- Exercise: List every line of the records that contains the word "dark".

- Dataset:
◆ ◆ ◆ ◆

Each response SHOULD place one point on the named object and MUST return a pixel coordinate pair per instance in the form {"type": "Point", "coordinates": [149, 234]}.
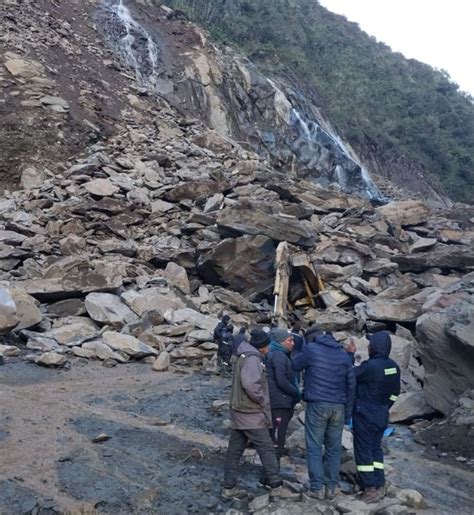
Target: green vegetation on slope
{"type": "Point", "coordinates": [372, 95]}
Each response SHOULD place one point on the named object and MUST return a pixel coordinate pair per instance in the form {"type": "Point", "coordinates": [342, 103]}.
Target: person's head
{"type": "Point", "coordinates": [298, 327]}
{"type": "Point", "coordinates": [380, 344]}
{"type": "Point", "coordinates": [313, 332]}
{"type": "Point", "coordinates": [284, 338]}
{"type": "Point", "coordinates": [260, 340]}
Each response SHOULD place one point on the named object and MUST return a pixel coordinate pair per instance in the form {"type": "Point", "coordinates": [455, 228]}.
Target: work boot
{"type": "Point", "coordinates": [371, 495]}
{"type": "Point", "coordinates": [233, 493]}
{"type": "Point", "coordinates": [332, 493]}
{"type": "Point", "coordinates": [316, 494]}
{"type": "Point", "coordinates": [281, 492]}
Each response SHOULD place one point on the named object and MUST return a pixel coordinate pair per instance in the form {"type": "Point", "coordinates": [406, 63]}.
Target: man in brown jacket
{"type": "Point", "coordinates": [250, 415]}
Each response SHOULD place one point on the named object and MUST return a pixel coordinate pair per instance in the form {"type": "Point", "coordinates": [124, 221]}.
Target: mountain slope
{"type": "Point", "coordinates": [405, 119]}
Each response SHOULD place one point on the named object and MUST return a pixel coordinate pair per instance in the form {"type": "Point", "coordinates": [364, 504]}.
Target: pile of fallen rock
{"type": "Point", "coordinates": [135, 250]}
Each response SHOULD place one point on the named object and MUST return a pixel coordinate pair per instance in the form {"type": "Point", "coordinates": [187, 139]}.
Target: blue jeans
{"type": "Point", "coordinates": [324, 423]}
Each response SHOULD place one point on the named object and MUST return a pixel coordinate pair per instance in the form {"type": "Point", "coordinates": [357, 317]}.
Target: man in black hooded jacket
{"type": "Point", "coordinates": [378, 386]}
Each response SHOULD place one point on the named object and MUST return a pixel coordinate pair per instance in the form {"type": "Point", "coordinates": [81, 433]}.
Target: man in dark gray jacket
{"type": "Point", "coordinates": [250, 416]}
{"type": "Point", "coordinates": [284, 393]}
{"type": "Point", "coordinates": [329, 388]}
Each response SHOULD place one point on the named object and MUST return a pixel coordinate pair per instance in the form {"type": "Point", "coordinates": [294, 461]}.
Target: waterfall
{"type": "Point", "coordinates": [133, 44]}
{"type": "Point", "coordinates": [311, 133]}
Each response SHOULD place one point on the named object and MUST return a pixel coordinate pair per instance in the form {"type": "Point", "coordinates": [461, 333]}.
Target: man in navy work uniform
{"type": "Point", "coordinates": [329, 386]}
{"type": "Point", "coordinates": [378, 386]}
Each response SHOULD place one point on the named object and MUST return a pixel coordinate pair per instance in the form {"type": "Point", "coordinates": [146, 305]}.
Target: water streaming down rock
{"type": "Point", "coordinates": [233, 98]}
{"type": "Point", "coordinates": [133, 44]}
{"type": "Point", "coordinates": [347, 172]}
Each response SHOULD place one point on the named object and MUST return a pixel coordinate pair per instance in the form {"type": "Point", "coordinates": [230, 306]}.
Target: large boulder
{"type": "Point", "coordinates": [73, 277]}
{"type": "Point", "coordinates": [8, 313]}
{"type": "Point", "coordinates": [76, 332]}
{"type": "Point", "coordinates": [409, 406]}
{"type": "Point", "coordinates": [156, 299]}
{"type": "Point", "coordinates": [128, 344]}
{"type": "Point", "coordinates": [51, 359]}
{"type": "Point", "coordinates": [446, 257]}
{"type": "Point", "coordinates": [192, 317]}
{"type": "Point", "coordinates": [446, 348]}
{"type": "Point", "coordinates": [407, 212]}
{"type": "Point", "coordinates": [244, 264]}
{"type": "Point", "coordinates": [240, 220]}
{"type": "Point", "coordinates": [393, 310]}
{"type": "Point", "coordinates": [192, 190]}
{"type": "Point", "coordinates": [102, 351]}
{"type": "Point", "coordinates": [27, 309]}
{"type": "Point", "coordinates": [108, 309]}
{"type": "Point", "coordinates": [177, 276]}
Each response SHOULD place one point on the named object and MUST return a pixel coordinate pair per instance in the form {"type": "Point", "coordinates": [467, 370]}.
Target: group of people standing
{"type": "Point", "coordinates": [273, 370]}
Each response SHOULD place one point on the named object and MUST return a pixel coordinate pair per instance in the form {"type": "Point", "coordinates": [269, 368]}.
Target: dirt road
{"type": "Point", "coordinates": [165, 452]}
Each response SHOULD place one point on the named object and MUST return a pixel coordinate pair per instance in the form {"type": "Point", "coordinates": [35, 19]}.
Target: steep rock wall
{"type": "Point", "coordinates": [174, 59]}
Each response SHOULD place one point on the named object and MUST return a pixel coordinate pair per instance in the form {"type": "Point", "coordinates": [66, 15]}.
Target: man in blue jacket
{"type": "Point", "coordinates": [329, 386]}
{"type": "Point", "coordinates": [284, 393]}
{"type": "Point", "coordinates": [378, 386]}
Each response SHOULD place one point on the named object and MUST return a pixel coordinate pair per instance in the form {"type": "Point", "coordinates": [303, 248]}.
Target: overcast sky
{"type": "Point", "coordinates": [437, 32]}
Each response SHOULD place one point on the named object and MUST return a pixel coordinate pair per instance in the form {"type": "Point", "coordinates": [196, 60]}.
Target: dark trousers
{"type": "Point", "coordinates": [280, 419]}
{"type": "Point", "coordinates": [324, 424]}
{"type": "Point", "coordinates": [368, 451]}
{"type": "Point", "coordinates": [263, 444]}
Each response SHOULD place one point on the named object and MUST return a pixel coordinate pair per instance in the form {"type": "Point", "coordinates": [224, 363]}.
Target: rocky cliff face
{"type": "Point", "coordinates": [231, 96]}
{"type": "Point", "coordinates": [131, 249]}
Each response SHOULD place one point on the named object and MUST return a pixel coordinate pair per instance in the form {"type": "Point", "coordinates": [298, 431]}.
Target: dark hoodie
{"type": "Point", "coordinates": [328, 372]}
{"type": "Point", "coordinates": [284, 393]}
{"type": "Point", "coordinates": [378, 378]}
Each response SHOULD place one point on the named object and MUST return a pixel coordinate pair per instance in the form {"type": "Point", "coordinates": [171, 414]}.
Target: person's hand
{"type": "Point", "coordinates": [351, 346]}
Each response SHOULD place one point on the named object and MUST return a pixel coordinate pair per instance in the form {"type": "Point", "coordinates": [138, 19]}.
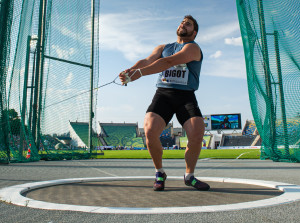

◆ ◆ ◆ ◆

- Output of the exercise:
Target: man in dark gray jacket
Target: dark trousers
Target: dark hoodie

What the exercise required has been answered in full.